- Dataset rows showing where objects appear
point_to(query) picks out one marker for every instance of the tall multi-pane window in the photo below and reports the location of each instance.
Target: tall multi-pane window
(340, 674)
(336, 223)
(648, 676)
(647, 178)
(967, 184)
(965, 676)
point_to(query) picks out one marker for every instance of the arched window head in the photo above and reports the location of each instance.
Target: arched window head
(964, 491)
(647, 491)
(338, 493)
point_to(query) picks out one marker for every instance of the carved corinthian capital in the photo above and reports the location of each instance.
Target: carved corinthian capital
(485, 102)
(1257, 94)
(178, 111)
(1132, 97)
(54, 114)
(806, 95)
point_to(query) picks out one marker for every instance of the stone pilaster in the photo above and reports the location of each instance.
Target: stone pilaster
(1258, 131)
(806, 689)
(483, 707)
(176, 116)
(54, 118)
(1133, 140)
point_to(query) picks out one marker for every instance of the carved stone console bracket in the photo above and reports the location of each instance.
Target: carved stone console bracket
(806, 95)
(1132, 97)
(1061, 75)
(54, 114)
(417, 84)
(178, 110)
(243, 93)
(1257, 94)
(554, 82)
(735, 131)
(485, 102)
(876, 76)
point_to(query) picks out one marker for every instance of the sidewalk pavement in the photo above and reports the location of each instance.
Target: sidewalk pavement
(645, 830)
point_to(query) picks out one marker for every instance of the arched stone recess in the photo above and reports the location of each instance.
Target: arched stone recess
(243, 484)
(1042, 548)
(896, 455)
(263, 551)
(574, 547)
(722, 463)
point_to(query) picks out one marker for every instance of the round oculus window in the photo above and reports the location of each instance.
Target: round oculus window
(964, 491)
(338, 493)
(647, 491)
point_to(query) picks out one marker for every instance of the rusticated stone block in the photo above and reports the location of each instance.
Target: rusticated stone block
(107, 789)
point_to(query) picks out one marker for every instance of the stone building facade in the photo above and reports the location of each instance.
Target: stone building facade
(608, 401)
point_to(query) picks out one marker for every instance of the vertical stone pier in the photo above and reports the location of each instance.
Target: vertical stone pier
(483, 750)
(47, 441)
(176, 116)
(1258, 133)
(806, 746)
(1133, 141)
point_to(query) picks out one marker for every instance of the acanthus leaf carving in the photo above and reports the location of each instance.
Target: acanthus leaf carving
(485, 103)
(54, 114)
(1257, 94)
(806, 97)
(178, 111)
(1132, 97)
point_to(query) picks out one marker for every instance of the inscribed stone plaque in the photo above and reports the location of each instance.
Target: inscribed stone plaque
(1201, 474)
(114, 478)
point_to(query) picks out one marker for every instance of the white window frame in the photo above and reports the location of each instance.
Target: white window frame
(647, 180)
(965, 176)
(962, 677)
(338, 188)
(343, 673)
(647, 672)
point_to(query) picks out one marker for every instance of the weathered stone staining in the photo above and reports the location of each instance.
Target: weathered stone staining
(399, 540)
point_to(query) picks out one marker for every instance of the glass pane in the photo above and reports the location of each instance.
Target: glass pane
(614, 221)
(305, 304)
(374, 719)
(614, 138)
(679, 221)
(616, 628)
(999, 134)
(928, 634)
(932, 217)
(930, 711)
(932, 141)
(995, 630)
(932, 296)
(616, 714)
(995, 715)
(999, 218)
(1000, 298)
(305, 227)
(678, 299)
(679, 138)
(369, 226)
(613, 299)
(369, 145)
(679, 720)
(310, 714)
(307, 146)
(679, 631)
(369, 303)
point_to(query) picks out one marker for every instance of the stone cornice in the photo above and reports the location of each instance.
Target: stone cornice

- Written instruction
Reproduce every line of the data above word for word, keeping the same order.

- Reply to the exercise
point_to(query) picks out one marker for every instance of the tall multi-pane window in the photo below and reports the location of each instance.
Target: tall multi-pane window
(340, 674)
(336, 223)
(648, 676)
(647, 178)
(967, 184)
(965, 676)
point_to(query) picks out one marker for every instance of the arched window head in the photo above and reports the location of each instance.
Target: arched window head
(964, 491)
(647, 491)
(338, 493)
point_to(query) picks out one marker for every instance of the carved corinthian capital in the photo above and reports the location of each instance.
Target: carved corinthian capital
(485, 102)
(1257, 94)
(178, 111)
(1132, 97)
(54, 114)
(806, 95)
point_to(query) picks out one marker for every instance of the stone pilaster in the photo above and reports the location of each instance.
Target: stone pilaster
(1258, 131)
(806, 689)
(483, 707)
(176, 116)
(54, 118)
(1133, 140)
point_to(query) picks out one marker for every instance of the carved stone console bracket in the photo above and reports the location of each instance.
Target: carved stone console bracket
(806, 95)
(1132, 97)
(1061, 75)
(54, 114)
(417, 84)
(178, 110)
(243, 93)
(1257, 94)
(554, 82)
(735, 131)
(485, 102)
(876, 76)
point_to(query) picks out one marker for every instance of the sidewalk pavement in the photo above and reports the location of each instance.
Target: sidewalk pavement
(645, 830)
point_to(query) picks out one marker for every instance of the arched stone recess in the photo above and reports the location of each instance.
Target: arched stone recess
(243, 484)
(1042, 548)
(896, 455)
(263, 551)
(574, 547)
(722, 463)
point_to(query) picks out one marker for every instance of the round oculus window in the photo above and reports the location of each instance.
Target: round oculus window
(964, 491)
(338, 493)
(647, 491)
point_to(query) picks out one marker for every instance of the rusticated stone block in the photo above and reports the location of each instance.
Target: rusticated stone block
(107, 789)
point_to(query) picks out one marker for every instance of the stone building facade in the photo above and reports the location of each instance.
Target: stone building facade
(608, 401)
point_to(query) picks out one marker for every instance of the vertical stone pier in the photo above and reports the location of each instance.
Target: vertical stone pier
(483, 750)
(47, 441)
(176, 116)
(1258, 133)
(806, 746)
(1133, 141)
point_to(query) picks out one marker for every instance of the acanthus leaf carving in the photo above and reports the location of each instance.
Target: acanthus leaf carving
(485, 103)
(54, 114)
(1257, 94)
(806, 97)
(178, 111)
(1132, 97)
point_to(query) picks out one marker for every instance of the inscribed stone plaque in the photo above and reports the location of each instance.
Target: inscribed stone plaque
(1201, 474)
(114, 478)
point_to(query) picks out one marker for every instance of the white window frame in the photo above and reports the location of each instance.
Target: white window frame
(647, 180)
(965, 176)
(962, 677)
(338, 188)
(343, 673)
(647, 672)
point_to(query) picks out one marker for every instance of the weathered stone staining in the photo above and reports the location of each instance.
Target: weathered stone staining
(399, 540)
point_to(query) picks out one marker for every instance of the glass pane in the photo above and reports the location of each instance.
Target: glass pane
(614, 221)
(305, 304)
(374, 719)
(614, 138)
(679, 221)
(616, 628)
(999, 134)
(928, 634)
(932, 217)
(930, 711)
(932, 141)
(995, 630)
(932, 296)
(616, 714)
(995, 715)
(999, 218)
(1000, 298)
(305, 227)
(678, 299)
(679, 138)
(369, 226)
(613, 299)
(369, 145)
(679, 720)
(310, 714)
(307, 146)
(679, 631)
(369, 303)
point_to(query) picks out one marker for every instance of the stone cornice in the photo above and reports the location of each instance.
Target: stone cornice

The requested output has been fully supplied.